[Opening Text excerpt section]
Dementia and Sleep Apnea

Dementia patients often exhibit the symptoms of sleep apnea, such as chronic snoring and/or temporary loss of breath during sleep. Many experts believe that sleep apnea is directly correlated to induction of severe dementia, and vice versa; even though sleep apnea does not directly cause dementia, the effects of sundowning and persistent hypoxic conditions can symptomatically amplify dementia-related symptoms. Sleep-disordered breathing episodes are quite common; 90% of people with moderate-to-severe Alzheimer’s experience at least five respiratory events per hour of sleep. The overall prevalence of SDB in patients with dementia varies between 33% and 70%.

Insomnia as a warning sign of dementia

A recent study suggests a link between sleep deprivation and increased risk for Alzheimer’s. Levels of amyloid-beta protein in the bloodstream rise during waking periods and decline during sleep. This protein makes up some of the brain plaques found in Alzheimer’s patients. Sleep problems can be an early indicator of dementia. Alzheimer’s patients often see changes in their sleep patterns early on; what was once a 20-minute daytime nap now stretches to several hours per day. In a recent long-term longitudinal study, older people who complained of daytime sleepiness, restless nights, and increased use of sleep aid medications were much more likely to develop Alzheimer’s symptoms within two years.

Diagnosing Sleep Disorders in Dementia Patients

Accurately diagnosing sleep disorders in dementia patients can be quite tricky, due to an abundance of underlying causes, mitigating factors and common causal symptoms. In patients with dementia, sleep disturbances are generally categorized into four different categories:

  • Trouble falling or staying asleep (insomnia)
  • Excessive daytime sleepiness (hypersomnia)
  • Difficulty breathing during sleep (apnea) or excessive nighttime physical activity (such as restless leg syndrome)
  • Nocturnal hallucinations and/or behavioral problems

It should be noted that dementia patients may simultaneously exhibit symptoms of more than one complex; this sort of co-morbidity can further complicate the diagnostic process. Additionally, sleep disorders can occur due to other factors, such as medication side effects or conditions of long-term care facilities.
[Closing Text excerpt section]
> _About this task_: In the text on dementia and sleep, quote everything from "Insomnia as a" down to "within two years.". The listing that follows was taken from a separate source and has no connection to the text on dementia and sleep.
[Opening Information shown section]
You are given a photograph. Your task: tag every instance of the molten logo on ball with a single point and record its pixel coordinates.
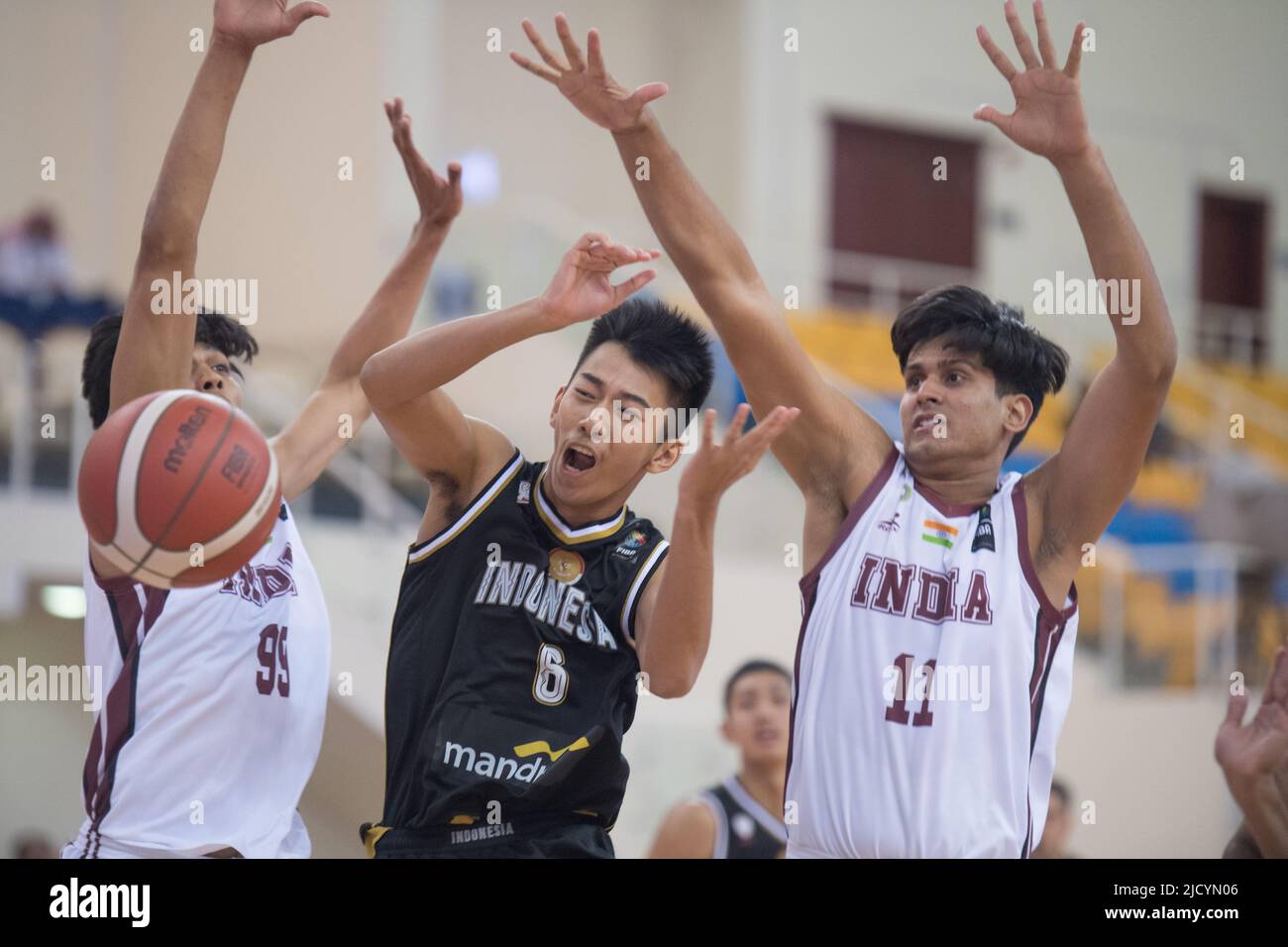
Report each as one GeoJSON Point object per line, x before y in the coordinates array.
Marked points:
{"type": "Point", "coordinates": [175, 471]}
[Closing Information shown section]
> _Finished exercise_:
Insomnia as a warning sign of dementia

A recent study suggests a link between sleep deprivation and increased risk for Alzheimer’s. Levels of amyloid-beta protein in the bloodstream rise during waking periods and decline during sleep. This protein makes up some of the brain plaques found in Alzheimer’s patients. Sleep problems can be an early indicator of dementia. Alzheimer’s patients often see changes in their sleep patterns early on; what was once a 20-minute daytime nap now stretches to several hours per day. In a recent long-term longitudinal study, older people who complained of daytime sleepiness, restless nights, and increased use of sleep aid medications were much more likely to develop Alzheimer’s symptoms within two years.